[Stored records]
|---|

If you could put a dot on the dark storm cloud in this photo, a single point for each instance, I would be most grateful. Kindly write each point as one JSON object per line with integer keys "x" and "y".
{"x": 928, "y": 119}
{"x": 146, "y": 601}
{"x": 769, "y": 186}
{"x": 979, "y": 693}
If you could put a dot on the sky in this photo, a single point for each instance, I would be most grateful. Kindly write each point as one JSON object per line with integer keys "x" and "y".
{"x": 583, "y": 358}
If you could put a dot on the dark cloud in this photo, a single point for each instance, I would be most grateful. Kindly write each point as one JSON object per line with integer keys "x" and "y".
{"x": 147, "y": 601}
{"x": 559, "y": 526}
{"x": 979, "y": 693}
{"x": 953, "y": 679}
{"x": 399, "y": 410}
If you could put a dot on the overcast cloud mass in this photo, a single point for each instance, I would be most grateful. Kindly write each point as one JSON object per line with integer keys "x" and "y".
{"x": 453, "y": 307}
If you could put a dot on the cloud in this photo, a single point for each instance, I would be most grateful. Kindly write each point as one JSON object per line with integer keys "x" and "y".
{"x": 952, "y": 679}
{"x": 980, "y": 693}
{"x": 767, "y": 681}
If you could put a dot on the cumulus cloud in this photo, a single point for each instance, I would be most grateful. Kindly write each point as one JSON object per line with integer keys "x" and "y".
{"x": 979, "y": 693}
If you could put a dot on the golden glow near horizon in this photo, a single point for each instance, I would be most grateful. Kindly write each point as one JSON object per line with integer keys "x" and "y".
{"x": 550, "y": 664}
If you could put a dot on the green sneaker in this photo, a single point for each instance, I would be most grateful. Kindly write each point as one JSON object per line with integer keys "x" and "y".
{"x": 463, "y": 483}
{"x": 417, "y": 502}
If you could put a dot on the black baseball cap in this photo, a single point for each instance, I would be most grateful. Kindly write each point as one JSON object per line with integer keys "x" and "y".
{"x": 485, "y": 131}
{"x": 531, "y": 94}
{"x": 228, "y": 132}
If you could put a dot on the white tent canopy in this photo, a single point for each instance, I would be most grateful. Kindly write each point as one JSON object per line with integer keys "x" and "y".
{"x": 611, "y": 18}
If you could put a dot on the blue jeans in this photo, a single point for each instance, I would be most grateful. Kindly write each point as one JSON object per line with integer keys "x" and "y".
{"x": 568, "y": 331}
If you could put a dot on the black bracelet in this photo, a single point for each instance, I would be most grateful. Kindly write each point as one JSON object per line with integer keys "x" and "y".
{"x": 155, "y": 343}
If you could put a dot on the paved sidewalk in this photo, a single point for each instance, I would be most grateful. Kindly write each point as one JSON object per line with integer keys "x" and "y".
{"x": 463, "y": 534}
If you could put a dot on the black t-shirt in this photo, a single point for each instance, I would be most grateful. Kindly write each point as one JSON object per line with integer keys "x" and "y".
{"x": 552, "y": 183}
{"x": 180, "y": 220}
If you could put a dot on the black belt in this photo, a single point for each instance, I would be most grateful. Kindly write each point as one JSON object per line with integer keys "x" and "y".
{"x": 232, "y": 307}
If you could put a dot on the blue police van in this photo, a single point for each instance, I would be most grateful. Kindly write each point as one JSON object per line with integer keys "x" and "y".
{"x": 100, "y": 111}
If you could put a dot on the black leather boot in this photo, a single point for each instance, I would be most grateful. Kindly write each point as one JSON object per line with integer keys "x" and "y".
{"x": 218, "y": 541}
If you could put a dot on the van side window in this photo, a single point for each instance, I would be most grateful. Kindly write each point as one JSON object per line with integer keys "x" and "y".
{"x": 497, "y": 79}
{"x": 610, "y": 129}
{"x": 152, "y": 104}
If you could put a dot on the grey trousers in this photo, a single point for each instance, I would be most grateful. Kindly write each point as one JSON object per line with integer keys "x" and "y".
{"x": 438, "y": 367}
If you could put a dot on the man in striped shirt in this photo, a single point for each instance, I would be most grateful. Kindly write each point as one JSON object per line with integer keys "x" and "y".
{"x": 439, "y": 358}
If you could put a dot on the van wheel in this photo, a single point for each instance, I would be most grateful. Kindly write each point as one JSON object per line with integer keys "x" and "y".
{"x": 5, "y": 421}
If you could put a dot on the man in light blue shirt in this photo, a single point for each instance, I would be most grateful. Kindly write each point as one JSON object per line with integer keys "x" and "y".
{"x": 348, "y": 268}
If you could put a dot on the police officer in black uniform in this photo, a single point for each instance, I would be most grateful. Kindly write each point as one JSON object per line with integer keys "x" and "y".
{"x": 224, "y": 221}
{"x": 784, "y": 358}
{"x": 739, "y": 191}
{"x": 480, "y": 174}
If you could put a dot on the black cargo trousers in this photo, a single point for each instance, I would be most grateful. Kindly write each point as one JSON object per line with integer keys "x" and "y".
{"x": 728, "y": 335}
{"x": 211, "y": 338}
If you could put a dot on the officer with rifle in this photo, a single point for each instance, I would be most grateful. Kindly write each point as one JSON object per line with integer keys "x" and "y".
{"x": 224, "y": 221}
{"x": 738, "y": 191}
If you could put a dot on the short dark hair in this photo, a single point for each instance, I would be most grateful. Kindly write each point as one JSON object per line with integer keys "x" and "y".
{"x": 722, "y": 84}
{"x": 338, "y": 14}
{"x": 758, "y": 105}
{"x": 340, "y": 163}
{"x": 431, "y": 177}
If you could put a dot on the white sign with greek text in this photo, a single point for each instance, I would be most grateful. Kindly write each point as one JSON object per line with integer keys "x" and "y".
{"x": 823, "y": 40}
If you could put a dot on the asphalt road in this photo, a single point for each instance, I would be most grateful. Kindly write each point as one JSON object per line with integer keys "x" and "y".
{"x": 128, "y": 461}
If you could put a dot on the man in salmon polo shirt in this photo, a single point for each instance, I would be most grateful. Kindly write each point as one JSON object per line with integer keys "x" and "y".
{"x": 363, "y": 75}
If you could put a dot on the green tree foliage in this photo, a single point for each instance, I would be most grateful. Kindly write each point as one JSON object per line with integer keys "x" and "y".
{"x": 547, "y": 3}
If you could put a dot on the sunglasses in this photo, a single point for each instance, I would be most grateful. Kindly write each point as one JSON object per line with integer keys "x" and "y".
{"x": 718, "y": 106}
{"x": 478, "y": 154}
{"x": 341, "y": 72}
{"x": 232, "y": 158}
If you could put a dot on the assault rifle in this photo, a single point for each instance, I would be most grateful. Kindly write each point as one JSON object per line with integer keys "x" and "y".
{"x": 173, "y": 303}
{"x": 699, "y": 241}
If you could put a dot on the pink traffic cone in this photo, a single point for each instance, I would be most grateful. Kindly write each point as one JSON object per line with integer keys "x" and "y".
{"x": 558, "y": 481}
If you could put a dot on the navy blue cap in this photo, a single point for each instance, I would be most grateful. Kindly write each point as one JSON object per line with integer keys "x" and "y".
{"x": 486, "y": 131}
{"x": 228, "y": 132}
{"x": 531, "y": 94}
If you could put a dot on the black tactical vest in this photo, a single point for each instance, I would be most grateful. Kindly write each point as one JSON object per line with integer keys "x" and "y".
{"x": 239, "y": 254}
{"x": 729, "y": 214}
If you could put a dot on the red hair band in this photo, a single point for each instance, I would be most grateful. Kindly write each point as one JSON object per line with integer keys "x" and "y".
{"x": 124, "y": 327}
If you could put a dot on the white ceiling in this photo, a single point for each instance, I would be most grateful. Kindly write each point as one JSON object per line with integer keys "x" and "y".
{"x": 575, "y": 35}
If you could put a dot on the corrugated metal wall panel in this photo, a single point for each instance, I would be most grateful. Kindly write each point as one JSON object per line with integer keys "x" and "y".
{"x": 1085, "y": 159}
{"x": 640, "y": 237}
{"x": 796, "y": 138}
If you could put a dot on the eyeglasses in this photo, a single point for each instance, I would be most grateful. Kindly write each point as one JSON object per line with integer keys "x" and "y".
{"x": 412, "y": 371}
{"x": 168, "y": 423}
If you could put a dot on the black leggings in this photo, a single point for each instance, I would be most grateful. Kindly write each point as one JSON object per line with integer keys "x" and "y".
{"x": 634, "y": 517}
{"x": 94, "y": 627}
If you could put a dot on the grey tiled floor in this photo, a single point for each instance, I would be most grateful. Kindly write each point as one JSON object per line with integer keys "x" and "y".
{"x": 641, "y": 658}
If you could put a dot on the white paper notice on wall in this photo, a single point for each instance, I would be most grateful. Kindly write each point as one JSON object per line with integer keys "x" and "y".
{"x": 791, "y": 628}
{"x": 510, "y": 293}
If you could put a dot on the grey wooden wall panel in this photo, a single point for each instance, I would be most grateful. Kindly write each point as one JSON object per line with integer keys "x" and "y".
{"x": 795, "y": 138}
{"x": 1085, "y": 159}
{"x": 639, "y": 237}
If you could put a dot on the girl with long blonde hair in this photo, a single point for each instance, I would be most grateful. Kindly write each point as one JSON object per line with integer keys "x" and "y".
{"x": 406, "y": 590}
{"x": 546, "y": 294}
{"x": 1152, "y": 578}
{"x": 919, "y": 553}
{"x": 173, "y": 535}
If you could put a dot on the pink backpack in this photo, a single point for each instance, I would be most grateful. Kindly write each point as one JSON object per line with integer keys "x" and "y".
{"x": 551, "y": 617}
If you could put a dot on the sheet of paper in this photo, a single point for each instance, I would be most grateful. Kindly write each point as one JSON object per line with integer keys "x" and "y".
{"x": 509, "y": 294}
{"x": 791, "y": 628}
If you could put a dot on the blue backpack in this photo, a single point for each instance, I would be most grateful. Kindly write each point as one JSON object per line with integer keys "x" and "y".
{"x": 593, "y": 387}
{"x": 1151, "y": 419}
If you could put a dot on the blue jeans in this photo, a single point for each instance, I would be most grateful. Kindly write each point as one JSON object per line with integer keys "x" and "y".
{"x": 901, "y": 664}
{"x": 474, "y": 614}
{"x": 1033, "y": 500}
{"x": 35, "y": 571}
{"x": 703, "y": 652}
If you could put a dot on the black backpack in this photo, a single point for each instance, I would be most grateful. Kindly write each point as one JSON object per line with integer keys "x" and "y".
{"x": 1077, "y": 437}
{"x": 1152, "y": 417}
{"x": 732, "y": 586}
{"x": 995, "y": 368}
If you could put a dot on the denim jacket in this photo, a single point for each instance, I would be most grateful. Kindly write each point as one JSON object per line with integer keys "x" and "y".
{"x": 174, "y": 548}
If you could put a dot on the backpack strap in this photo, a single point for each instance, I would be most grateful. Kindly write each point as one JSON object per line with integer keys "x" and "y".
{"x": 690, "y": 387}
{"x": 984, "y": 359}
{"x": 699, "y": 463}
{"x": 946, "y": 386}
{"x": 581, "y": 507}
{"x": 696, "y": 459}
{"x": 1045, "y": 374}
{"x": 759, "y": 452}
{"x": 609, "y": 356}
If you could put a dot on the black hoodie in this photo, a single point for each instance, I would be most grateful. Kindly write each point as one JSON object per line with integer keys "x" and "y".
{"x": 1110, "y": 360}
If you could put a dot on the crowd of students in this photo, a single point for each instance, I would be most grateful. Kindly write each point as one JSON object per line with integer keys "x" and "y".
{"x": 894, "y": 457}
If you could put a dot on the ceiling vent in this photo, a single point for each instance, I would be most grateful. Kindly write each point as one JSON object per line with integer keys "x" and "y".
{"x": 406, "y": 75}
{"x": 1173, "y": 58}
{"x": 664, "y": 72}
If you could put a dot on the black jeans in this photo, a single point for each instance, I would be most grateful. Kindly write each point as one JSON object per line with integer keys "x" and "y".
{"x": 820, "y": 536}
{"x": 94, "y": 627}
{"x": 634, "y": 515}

|---|

→ Task statement
Your task is to transcribe the line containing "If you could put a dot on the black hoodie" and every line after it, through the last line of the data, exactly as written and with nothing more.

→ Answer
If you could put a dot on the black hoodie in this photo, a single point for each instance, I would be most grateful. Kindly write each point as one JSON object per line with integer keys "x" and "y".
{"x": 1110, "y": 360}
If you could put a dot on the crowd of students in this photo, a single point for each instance, I would be most grateful. Kindly write each point as one JSON object per line with integer keys "x" and "y".
{"x": 894, "y": 457}
If you could put a dot on the ceiling vent in this photo, a single point for each instance, I would be most grateful. Kindly write each point as one JSON object per line with integer keys "x" and "y".
{"x": 406, "y": 75}
{"x": 1173, "y": 58}
{"x": 664, "y": 72}
If you could put a dot on the black jeans in this photo, a single point for each instance, I would be most grateful. Kindly write each point as one JSON object per line with integer keys "x" and "y".
{"x": 820, "y": 536}
{"x": 94, "y": 627}
{"x": 634, "y": 515}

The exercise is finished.